** What the task requires **
Copy out all of the records below word for word, keeping every line the same.

A run of records:
## BEGIN

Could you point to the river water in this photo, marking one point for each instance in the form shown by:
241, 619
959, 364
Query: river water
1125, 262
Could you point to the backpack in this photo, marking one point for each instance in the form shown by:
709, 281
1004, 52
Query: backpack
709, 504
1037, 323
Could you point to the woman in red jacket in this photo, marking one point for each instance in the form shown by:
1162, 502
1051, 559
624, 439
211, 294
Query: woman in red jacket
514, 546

## END

** Exercise output **
Could you point to the river water in this photo, marking one point for each instance in the form shown by:
241, 619
959, 364
Query: river water
1125, 262
Could you point to the backpack in this photo, marking one point for each instance in the form shown by:
709, 281
1004, 52
Query: backpack
709, 504
1037, 323
Could you point to the woman in red jacket in this photo, marking one point for each instance in the form shown by:
1162, 502
1051, 559
624, 439
211, 294
Query: woman in red jacket
514, 546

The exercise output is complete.